### Page extract
________

# Mitutoyo Protractor made in USA??



## TerryH (May 27, 2018)

I'm needing to buy a protractor. Have lots of Mitutoyo measuring equipment already. Those tools are all made in Japan and the quality speaks for itself but I'm always careful when I purchase them considering how many fakes there are out there. So I see 968 series protractors on Amazon, at Grainger etc.. and they all say made in the USA. Some don't say Mitutoyo on the head. Just made in the USA. Do they make some of these here or are these are not really Mitutoyo?

https://www.grainger.com/product/MITUTOYO-Protractor-1ARY5

https://www.amazon.com/Mitutoyo-968...527477701&sr=1-2&keywords=mitutoyo+protractor


----------



## dlane (May 27, 2018)

New / old  US  ones are better, electronic protractors are everywhere that work ok for a while, Amazon


----------



## darkzero (May 28, 2018)

If you purchase from a reputable vendor generally you shouldn't have to worry about being a knock off. Also with things like Mitutoyo fakes, they usually only fake the items that are very popular & have been around for quite some time. I don't see them going through the trouble to knock off an inexpensive item like this type of  protractor that is not a considerably popular item from Mitutoyo.

Mitutoyo does/had have products produced in the USA & it's usually products like this rather than calipers, micrometers, height gages, dial indicators, etc. but I have seen older USA made dial indicators. I have also seen Mitutoyo products without their name on it anywhere, very rarely but I have seen some. No experience with their protractors though. If you email them I'm sure they will answer you. They have always answered my questions promptly.


----------



## extropic (May 28, 2018)

I just downloaded the Mitutoyo .pdf catalog (73MB file) and, to my surprise, item numbers starting with 968 are not listed in the Numerical Index.
I think a phone call to Mitutoyo is in order (888) 648-8869.
let us know what you find out.


----------



## TerryH (May 28, 2018)

Thanks for the responses everyone. I ended up getting a very nice used Starrett C493B on Ebay for $30 to my door.


----------



## randyjaco (May 28, 2018)

I guess I'd better take better care of mine. I didn't realize that they had gotten so expensive. I think I paid a dollar or two for the ones I've got 

Randy


----------



## TerryH (May 28, 2018)

randyjaco said:


> I guess I'd better take better care of mine. I didn't realize that they had gotten so expensive. I think I paid a dollar or two for the ones I've got
> 
> Randy



C493B is $85 new. Figured $30 was a deal.


----------

________

### Supplied information

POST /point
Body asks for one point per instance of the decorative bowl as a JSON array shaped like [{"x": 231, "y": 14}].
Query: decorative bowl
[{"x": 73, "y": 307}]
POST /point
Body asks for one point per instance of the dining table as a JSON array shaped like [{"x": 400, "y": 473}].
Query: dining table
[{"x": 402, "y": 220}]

________

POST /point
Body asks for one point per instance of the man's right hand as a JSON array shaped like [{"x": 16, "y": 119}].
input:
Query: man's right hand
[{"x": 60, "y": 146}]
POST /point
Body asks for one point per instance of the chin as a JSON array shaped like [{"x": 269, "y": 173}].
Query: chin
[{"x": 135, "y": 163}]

________

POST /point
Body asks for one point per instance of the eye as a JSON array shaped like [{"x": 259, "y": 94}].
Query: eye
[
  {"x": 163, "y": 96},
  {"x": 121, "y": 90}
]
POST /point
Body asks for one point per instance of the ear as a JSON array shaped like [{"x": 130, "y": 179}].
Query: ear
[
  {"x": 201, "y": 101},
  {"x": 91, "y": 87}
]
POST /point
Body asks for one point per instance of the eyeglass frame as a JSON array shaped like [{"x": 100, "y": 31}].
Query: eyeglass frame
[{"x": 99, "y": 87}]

________

### What to do
a) Quote the protractor thread starting with "## dlane (May" and going on through "darkzero (May 28, 2018)".
b) In the protractor thread, what does TerryH say a C493B costs new?
The items are separate material, apart from the protractor thread.

### Answers to the exercises
a)
## dlane (May 27, 2018)

New / old  US  ones are better, electronic protractors are everywhere that work ok for a while, Amazon


----------



## darkzero (May 28, 2018)

b) $85